Please format every line of the records below as a Markdown table with the columns "No." and "Line", numbering the rows and skipping blank lines. Leave the pictures out of the table.

^^^^

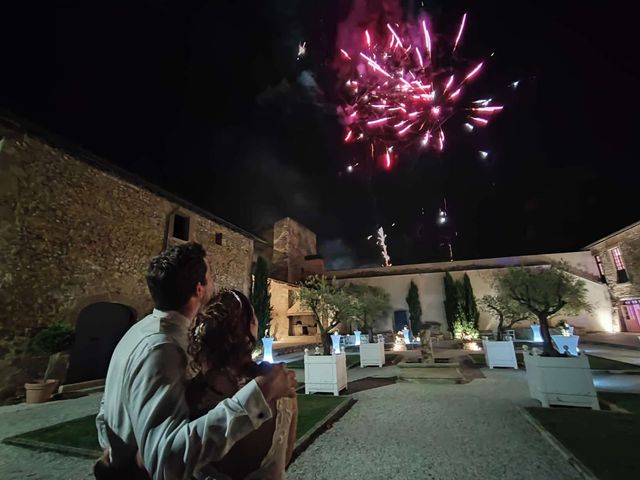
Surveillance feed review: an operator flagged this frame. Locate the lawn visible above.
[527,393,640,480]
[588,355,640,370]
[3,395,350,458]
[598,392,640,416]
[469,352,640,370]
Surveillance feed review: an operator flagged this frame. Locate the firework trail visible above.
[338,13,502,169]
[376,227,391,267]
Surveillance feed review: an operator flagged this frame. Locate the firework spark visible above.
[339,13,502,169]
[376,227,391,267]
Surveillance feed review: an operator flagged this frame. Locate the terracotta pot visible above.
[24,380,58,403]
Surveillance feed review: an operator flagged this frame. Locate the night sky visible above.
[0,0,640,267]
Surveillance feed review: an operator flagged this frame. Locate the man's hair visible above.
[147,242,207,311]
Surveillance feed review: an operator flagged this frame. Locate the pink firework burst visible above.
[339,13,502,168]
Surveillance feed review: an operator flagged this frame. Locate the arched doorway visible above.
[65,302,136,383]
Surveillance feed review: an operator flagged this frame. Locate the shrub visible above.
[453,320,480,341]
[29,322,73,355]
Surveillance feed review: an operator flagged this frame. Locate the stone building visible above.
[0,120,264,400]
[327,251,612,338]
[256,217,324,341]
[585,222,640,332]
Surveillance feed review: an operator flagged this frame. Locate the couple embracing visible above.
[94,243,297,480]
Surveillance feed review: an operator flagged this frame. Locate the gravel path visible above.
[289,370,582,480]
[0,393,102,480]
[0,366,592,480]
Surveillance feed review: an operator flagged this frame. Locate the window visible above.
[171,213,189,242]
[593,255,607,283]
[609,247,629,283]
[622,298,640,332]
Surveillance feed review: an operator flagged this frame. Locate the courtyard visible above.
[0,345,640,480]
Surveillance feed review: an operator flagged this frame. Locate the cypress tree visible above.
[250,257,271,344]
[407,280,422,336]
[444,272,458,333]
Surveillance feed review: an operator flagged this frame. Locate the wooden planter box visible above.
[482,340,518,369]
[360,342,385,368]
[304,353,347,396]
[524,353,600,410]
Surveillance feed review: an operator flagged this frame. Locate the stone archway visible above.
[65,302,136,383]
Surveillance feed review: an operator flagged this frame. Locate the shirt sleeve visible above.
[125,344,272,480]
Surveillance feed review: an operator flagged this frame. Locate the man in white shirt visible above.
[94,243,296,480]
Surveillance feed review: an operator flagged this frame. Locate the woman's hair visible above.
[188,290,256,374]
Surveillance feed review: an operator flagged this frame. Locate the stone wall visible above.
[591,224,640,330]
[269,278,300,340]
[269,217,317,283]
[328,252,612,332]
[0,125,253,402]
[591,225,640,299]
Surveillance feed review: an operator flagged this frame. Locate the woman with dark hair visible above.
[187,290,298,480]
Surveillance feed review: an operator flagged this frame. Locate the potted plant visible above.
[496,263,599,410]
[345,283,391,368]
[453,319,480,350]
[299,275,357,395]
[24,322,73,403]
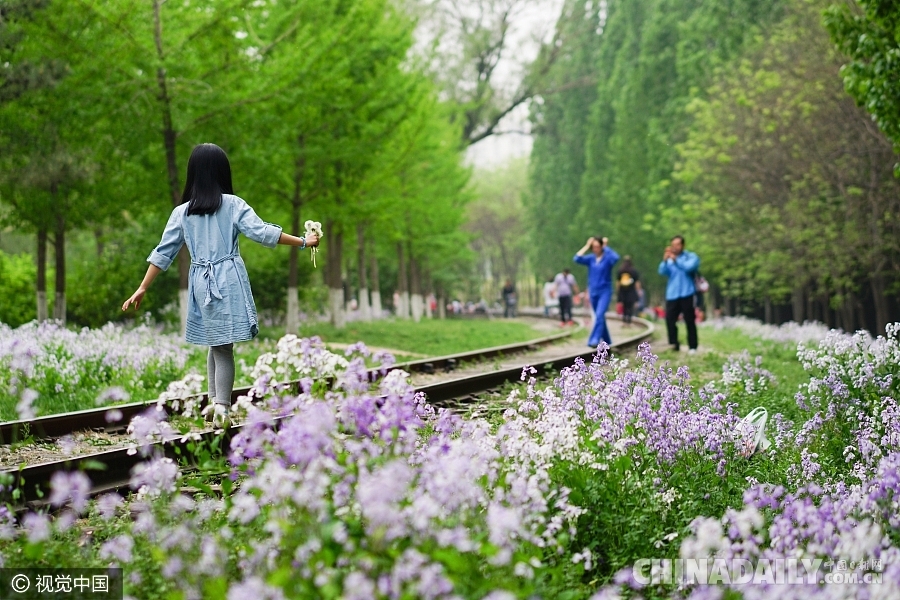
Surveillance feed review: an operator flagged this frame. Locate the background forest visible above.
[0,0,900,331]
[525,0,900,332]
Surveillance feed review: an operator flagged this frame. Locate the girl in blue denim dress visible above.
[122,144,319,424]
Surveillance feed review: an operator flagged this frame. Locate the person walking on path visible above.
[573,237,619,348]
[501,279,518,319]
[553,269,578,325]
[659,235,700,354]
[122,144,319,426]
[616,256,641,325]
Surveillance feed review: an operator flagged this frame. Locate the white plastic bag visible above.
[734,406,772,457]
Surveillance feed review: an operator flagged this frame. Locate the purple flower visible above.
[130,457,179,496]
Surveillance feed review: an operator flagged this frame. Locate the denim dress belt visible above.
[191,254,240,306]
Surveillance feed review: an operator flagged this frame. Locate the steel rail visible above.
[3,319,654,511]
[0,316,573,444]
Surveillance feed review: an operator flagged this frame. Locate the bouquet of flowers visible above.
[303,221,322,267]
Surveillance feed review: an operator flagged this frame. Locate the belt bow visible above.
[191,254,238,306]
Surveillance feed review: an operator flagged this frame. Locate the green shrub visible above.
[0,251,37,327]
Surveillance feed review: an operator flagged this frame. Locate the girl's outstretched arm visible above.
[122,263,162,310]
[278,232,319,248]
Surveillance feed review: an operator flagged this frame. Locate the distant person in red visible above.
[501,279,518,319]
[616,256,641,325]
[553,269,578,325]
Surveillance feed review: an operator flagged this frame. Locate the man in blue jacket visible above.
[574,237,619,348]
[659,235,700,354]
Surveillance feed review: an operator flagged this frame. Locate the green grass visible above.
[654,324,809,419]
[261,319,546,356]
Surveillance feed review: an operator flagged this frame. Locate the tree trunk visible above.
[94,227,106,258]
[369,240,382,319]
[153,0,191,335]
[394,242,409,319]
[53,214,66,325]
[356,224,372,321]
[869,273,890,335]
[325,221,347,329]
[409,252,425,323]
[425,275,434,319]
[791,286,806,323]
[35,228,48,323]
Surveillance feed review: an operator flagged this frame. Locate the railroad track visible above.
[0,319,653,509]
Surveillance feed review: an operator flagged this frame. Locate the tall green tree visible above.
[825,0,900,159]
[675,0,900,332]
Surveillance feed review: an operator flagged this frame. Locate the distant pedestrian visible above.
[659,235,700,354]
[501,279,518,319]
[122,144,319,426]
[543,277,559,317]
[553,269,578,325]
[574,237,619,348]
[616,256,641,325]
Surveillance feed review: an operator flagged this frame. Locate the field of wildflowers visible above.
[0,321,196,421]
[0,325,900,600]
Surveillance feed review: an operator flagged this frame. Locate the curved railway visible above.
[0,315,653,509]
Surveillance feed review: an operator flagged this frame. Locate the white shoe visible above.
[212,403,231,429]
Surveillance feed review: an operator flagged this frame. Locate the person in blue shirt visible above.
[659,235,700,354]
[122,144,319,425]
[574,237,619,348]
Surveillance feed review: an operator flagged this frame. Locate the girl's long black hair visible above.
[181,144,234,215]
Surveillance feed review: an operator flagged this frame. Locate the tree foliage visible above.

^^^^

### Correct output
| No. | Line |
|---|---|
| 1 | Surveillance feed review: an operator flagged this frame. Locate the lawn visible above. |
| 2 | [527,393,640,480] |
| 3 | [588,355,640,370] |
| 4 | [3,395,350,458] |
| 5 | [598,392,640,416] |
| 6 | [469,352,640,370] |
| 7 | Surveillance feed review: an operator flagged this frame. Locate the firework trail visible above. |
| 8 | [338,13,502,169] |
| 9 | [376,227,391,267] |
| 10 | Surveillance feed review: an operator flagged this frame. Locate the firework spark visible above. |
| 11 | [339,13,502,169] |
| 12 | [376,227,391,267] |
| 13 | Surveillance feed review: an operator flagged this frame. Locate the terracotta pot visible above. |
| 14 | [24,380,58,403] |
| 15 | Surveillance feed review: an operator flagged this frame. Locate the night sky visible above. |
| 16 | [0,0,640,267] |
| 17 | Surveillance feed review: an operator flagged this frame. Locate the man's hair visible above. |
| 18 | [147,242,207,311] |
| 19 | Surveillance feed review: an operator flagged this frame. Locate the pink firework burst visible above. |
| 20 | [339,13,502,168] |
| 21 | Surveillance feed review: an operator flagged this frame. Locate the arched doorway visible above. |
| 22 | [65,302,136,383] |
| 23 | Surveillance feed review: an operator flagged this frame. Locate the shrub visible above. |
| 24 | [453,320,480,341] |
| 25 | [29,322,73,355] |
| 26 | Surveillance feed review: an operator flagged this frame. Locate the stone building visible above. |
| 27 | [0,120,264,400] |
| 28 | [327,251,612,338] |
| 29 | [256,217,324,341] |
| 30 | [585,222,640,332] |
| 31 | Surveillance feed review: an operator flagged this frame. Locate the couple embracing visible above. |
| 32 | [94,243,297,480] |
| 33 | Surveillance feed review: an operator flagged this frame. Locate the gravel path visible above. |
| 34 | [289,370,582,480] |
| 35 | [0,393,102,480] |
| 36 | [0,366,592,480] |
| 37 | Surveillance feed review: an operator flagged this frame. Locate the window visible above. |
| 38 | [171,213,189,242] |
| 39 | [593,255,607,283] |
| 40 | [609,247,629,283] |
| 41 | [622,298,640,332] |
| 42 | Surveillance feed review: an operator flagged this frame. Locate the courtyard visible above. |
| 43 | [0,345,640,480] |
| 44 | Surveillance feed review: an operator flagged this frame. Locate the cypress tree visible above. |
| 45 | [250,257,271,344] |
| 46 | [407,280,422,336] |
| 47 | [444,272,458,333] |
| 48 | Surveillance feed review: an operator flagged this frame. Locate the wooden planter box visible above. |
| 49 | [482,340,518,369] |
| 50 | [360,342,385,368] |
| 51 | [304,353,347,396] |
| 52 | [524,353,600,410] |
| 53 | Surveillance feed review: an operator flagged this frame. Locate the stone archway visible above. |
| 54 | [65,302,136,383] |
| 55 | Surveillance feed review: an operator flagged this frame. Locate the shirt sleeve visible above. |
| 56 | [125,344,272,480] |
| 57 | Surveillance feed review: an operator flagged this frame. Locate the man in white shirt visible above. |
| 58 | [94,243,296,480] |
| 59 | Surveillance feed review: an operator flagged this frame. Locate the woman's hair visible above. |
| 60 | [188,290,256,374] |
| 61 | Surveillance feed review: an operator flagged this frame. Locate the stone wall visible above. |
| 62 | [591,224,640,330] |
| 63 | [269,278,300,340] |
| 64 | [269,217,317,283] |
| 65 | [328,252,612,332] |
| 66 | [0,125,253,402] |
| 67 | [591,225,640,299] |
| 68 | Surveillance feed review: an operator flagged this frame. Locate the woman with dark hair visible above. |
| 69 | [187,290,298,480] |
| 70 | Surveillance feed review: an operator flagged this frame. Locate the potted plant visible above. |
| 71 | [496,263,599,410] |
| 72 | [345,283,391,368] |
| 73 | [453,319,480,350] |
| 74 | [299,275,357,395] |
| 75 | [24,322,73,403] |
| 76 | Surveillance feed review: an operator flagged this frame. Locate the background forest visible above. |
| 77 | [0,0,900,331] |
| 78 | [525,0,900,332] |
| 79 | Surveillance feed review: an operator flagged this frame. Locate the girl in blue denim dress visible above. |
| 80 | [122,144,319,424] |
| 81 | Surveillance feed review: an operator flagged this frame. Locate the person walking on path visible above. |
| 82 | [573,237,619,348] |
| 83 | [501,279,518,319] |
| 84 | [553,269,578,325] |
| 85 | [659,235,700,354] |
| 86 | [122,144,319,426] |
| 87 | [616,256,641,325] |
| 88 | Surveillance feed review: an operator flagged this frame. Locate the white plastic bag visible above. |
| 89 | [734,406,772,457] |
| 90 | Surveillance feed review: an operator flagged this frame. Locate the purple flower visible above. |
| 91 | [130,457,179,496] |
| 92 | Surveillance feed review: an operator flagged this frame. Locate the denim dress belt visible above. |
| 93 | [191,254,240,306] |
| 94 | Surveillance feed review: an operator flagged this frame. Locate the steel rail visible above. |
| 95 | [3,319,654,511] |
| 96 | [0,316,573,444] |
| 97 | Surveillance feed review: an operator flagged this frame. Locate the bouquet of flowers visible above. |
| 98 | [303,221,322,267] |
| 99 | Surveillance feed review: an operator flagged this frame. Locate the belt bow visible above. |
| 100 | [191,254,238,306] |
| 101 | Surveillance feed review: an operator flagged this frame. Locate the green shrub visible above. |
| 102 | [0,251,37,327] |
| 103 | Surveillance feed review: an operator flagged this frame. Locate the girl's outstretched arm visible above. |
| 104 | [122,263,162,310] |
| 105 | [278,232,319,248] |
| 106 | Surveillance feed review: an operator flagged this frame. Locate the distant person in red visible above. |
| 107 | [501,279,518,319] |
| 108 | [616,256,641,325] |
| 109 | [553,269,578,325] |
| 110 | Surveillance feed review: an operator flagged this frame. Locate the man in blue jacket visible above. |
| 111 | [574,237,619,348] |
| 112 | [659,235,700,354] |
| 113 | Surveillance feed review: an operator flagged this frame. Locate the green grass visible above. |
| 114 | [654,324,809,419] |
| 115 | [261,319,546,356] |
| 116 | Surveillance feed review: an operator flagged this frame. Locate the tree trunk visible above. |
| 117 | [94,227,106,258] |
| 118 | [369,240,382,319] |
| 119 | [153,0,191,335] |
| 120 | [394,242,409,319] |
| 121 | [53,214,66,325] |
| 122 | [356,224,372,321] |
| 123 | [869,273,890,335] |
| 124 | [325,221,347,329] |
| 125 | [409,252,425,323] |
| 126 | [425,275,434,319] |
| 127 | [791,286,806,323] |
| 128 | [35,228,48,323] |
| 129 | Surveillance feed review: an operator flagged this frame. Locate the railroad track visible above. |
| 130 | [0,319,653,509] |
| 131 | Surveillance feed review: an operator flagged this frame. Locate the tall green tree visible above. |
| 132 | [825,0,900,159] |
| 133 | [675,0,900,332] |
| 134 | Surveillance feed review: an operator flagged this frame. Locate the distant pedestrian visible above. |
| 135 | [659,235,700,354] |
| 136 | [501,279,518,319] |
| 137 | [122,144,319,426] |
| 138 | [543,277,559,317] |
| 139 | [553,269,578,325] |
| 140 | [574,237,619,348] |
| 141 | [616,256,641,325] |
| 142 | Surveillance feed review: an operator flagged this frame. Locate the field of wildflowers visible above. |
| 143 | [0,321,196,421] |
| 144 | [0,325,900,600] |
| 145 | Surveillance feed review: an operator flagged this frame. Locate the curved railway visible above. |
| 146 | [0,315,653,509] |
| 147 | Surveillance feed review: an operator flagged this frame. Locate the white shoe visible above. |
| 148 | [212,403,231,429] |
| 149 | Surveillance feed review: an operator flagged this frame. Locate the person in blue shirt visible above. |
| 150 | [659,235,700,354] |
| 151 | [122,144,319,425] |
| 152 | [574,237,619,348] |
| 153 | Surveillance feed review: an operator flagged this frame. Locate the girl's long black hair visible above. |
| 154 | [181,144,234,215] |
| 155 | Surveillance feed review: an operator flagged this frame. Locate the tree foliage visible above. |